• [Uitdaging 1]: Zet de alinea die begint met "Het begint er mee dat ik het leuk vind" uit het fragment over festival DeBeschaving om in een korte opsomming. Laat geen van de belangrijkste feiten weg.
• [Uitdaging 2]:
Beantwoord deze vragen over het fragment over festival DeBeschaving:
(a) In welke plaats moest het eerste festival volgens de spreker gebeuren?
(b) Hoeveel kostte een kaartje toen het festival begon?
(c) Door de samenwerking met welke partij raakte alles in een versnelling?
• [Uitdaging 3]: Schrijf het fragment over festival DeBeschaving verder vanaf de laatste zin.

Toen dacht ik: ik ga alleen nog maar dingen doen die ik leuk vind. Ik ga een stichting oprichten, mensen bij elkaar zoeken en gewoon een festival organiseren. En binnen een half jaar stond daar dan het eerste festival. En dan ook met de gedachte dat het moest gebeuren in Leidsche Rijn. De grootste Vinex-locatie van Nederland waar je wel kon wonen maar niet kon leven.”

Niet echt idealistisch. Je doet gewoon wat je leuk vindt.
Het begint er mee dat ik het leuk vind, maar er komt nog meer bij. De laatste jaren dat ik festivals bezocht werden de kaartjes steeds duurder: je moest betalen voor de wc, betalen voor het parkeren, de security liep chagrijnig rond enzovoort. En ik dacht: dat kan ook anders. Vanuit die gedachte moest het dus wel een festival worden dat zich onderscheidt van andere evenementen door een publieksvriendelijke uitstraling. En ik denk dat dat hartstikke goed gelukt is. Ik denk dat dat de kracht van het festival is.”

Maar de kaartjes voor DeBeschaving zijn ook behoorlijk wat duurder geworden.
“Dat klopt ja. Dat is inderdaad zo geëvolueerd. Het begon met een tientje en dat is steeds meer geworden. De kosten nemen ook toe. Door de stap die we zetten door de samenwerking met The Alternative is het allemaal in een versnelling geraakt. Absoluut gezien is het inderdaad duurder maar als je kijkt wat er in geïnvesteerd is en wat je er voor krijgt, is het in verhouding juist goedkoper geworden. Het niveau van de bandjes, maar ook van alle andere acts heeft een hele stap vooruit gedaan.”

Ligt daar ook jullie succes, in die veelzijdigheid?

• [Beschikbare gegevens]:
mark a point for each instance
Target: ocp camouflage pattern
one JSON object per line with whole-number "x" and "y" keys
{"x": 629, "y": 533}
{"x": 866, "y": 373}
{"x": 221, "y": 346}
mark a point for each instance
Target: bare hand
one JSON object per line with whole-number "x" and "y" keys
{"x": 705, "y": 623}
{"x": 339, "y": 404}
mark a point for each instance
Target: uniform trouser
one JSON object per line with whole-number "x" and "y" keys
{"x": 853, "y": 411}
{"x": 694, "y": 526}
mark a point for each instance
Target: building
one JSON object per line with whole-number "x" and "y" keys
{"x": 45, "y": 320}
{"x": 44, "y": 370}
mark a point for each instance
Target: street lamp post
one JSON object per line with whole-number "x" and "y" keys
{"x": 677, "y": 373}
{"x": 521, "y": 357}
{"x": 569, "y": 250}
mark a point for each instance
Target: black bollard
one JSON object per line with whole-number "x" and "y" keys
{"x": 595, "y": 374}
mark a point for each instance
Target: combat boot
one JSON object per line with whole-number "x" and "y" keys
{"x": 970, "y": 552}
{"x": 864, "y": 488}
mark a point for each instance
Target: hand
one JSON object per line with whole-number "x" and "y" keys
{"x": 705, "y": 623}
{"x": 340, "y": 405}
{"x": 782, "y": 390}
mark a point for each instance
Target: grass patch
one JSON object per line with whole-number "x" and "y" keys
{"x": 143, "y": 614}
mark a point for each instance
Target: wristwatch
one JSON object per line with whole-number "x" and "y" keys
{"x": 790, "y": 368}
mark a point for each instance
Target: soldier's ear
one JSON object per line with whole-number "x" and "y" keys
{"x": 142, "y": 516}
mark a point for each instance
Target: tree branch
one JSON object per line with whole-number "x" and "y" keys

• [Antwoord 1]:
- De spreker vindt het organiseren leuk, maar er speelt meer mee.
- De laatste jaren werden de kaartjes bij bezochte festivals steeds duurder.
- Je moest betalen voor de wc en voor het parkeren, en de security liep chagrijnig rond.
- De spreker vond dat het anders kon.
- Daarom moest het een festival worden dat zich onderscheidt door een publieksvriendelijke uitstraling.
- Volgens de spreker is dat goed gelukt en is dat de kracht van het festival.

• [Antwoord 2]:
(a) In Leidsche Rijn.
(b) Een tientje.
(c) The Alternative.

• [Antwoord 3]:
Het succes zit hem denk ik in het feit dat je in een oase van cultuur terechtkomt. Dat je wordt gevangen en ogen in je rug moet hebben om alles mee te kunnen maken. We hebben we nu ook echt namen staan waar publiek op af komt. Maar er is zo veel meer dan alleen maar muziek. Ik denk dat de hele beleving de grote kracht is. En die beleving zie je ook terug in de reacties van de bezoekers. En als bijvoorbeeld recensenten die alle festivals aflopen en alles gezien hebben zeggen dat ze DeBeschaving het tofste vonden van alle festivals, dan vind ik dat echt té gek. Daar doe je het voor.”

Door diezelfde recensenten wordt het festival ook wel eens ‘het kleine Lowlands’ genoemd.
“Dat is natuurlijk wel een eer. Laten we daar duidelijk over zijn. Maar we willen het niet zijn. We willen onze eigenheid wel bewaren. Maar als je kijkt naar ons programma en de plannen voor de toekomst dan kun je wel zeggen – niet om arrogant te zijn – dat naast Pinkpop en Lowlands dit festival als enige een line-up heeft die nog een beetje mee kan komen in Nederland. We hebben dan wel geen 60.000 bezoekers, maar dat is juist onze filosofie. Dat we denken dat de mensen die massaliteit juist zat zijn. Het moet juist kleinschaliger, knusser en gezelliger. Maar er is wel nog ruimte voor groei. Dat is ook ons doel. We richten ons nu op bijna twee keer zoveel bezoekers als vorige jaar.”

Je zit elk jaar op een andere locatie. Is er in de Leidsche Rijn wel ruimte om die groei te verwezenlijken?
We wisten dat we op het oorspronkelijke terrein maar een paar jaar konden blijven. Maar we wilden niet te veel verhuizen. Eigenlijk maar één keer. Toen zijn we naar het veld gegaan wat oorspronkelijk het evenemententerrein zou worden van Leidsche Rijn. We gingen dat uittesten als een soort pilot. Maar wij vonden dat geen ideaal terrein. Logistiek niet echt geschikt en pal naast de bewoonde wereld. Dat is een groot nadeel. Vorig jaar waren we al bezig met het huidige terrein. Dat ging toen niet, maar nu zitten we dan op het terrein bij het nieuwe Vredenburg. En daar kunnen we een paar jaar blijven. Maar ook daar zal uiteindelijk gebouwd gaan worden. Daarna moet maar blijken waar we naartoe gaan. Maar de gemeente denkt heel erg mee en ziet dat dit evenement van grote toegevoegde waarde is voor de stad.”

~

Even nog over je line-up. Hoe ben je aan Babyshambles gekomen?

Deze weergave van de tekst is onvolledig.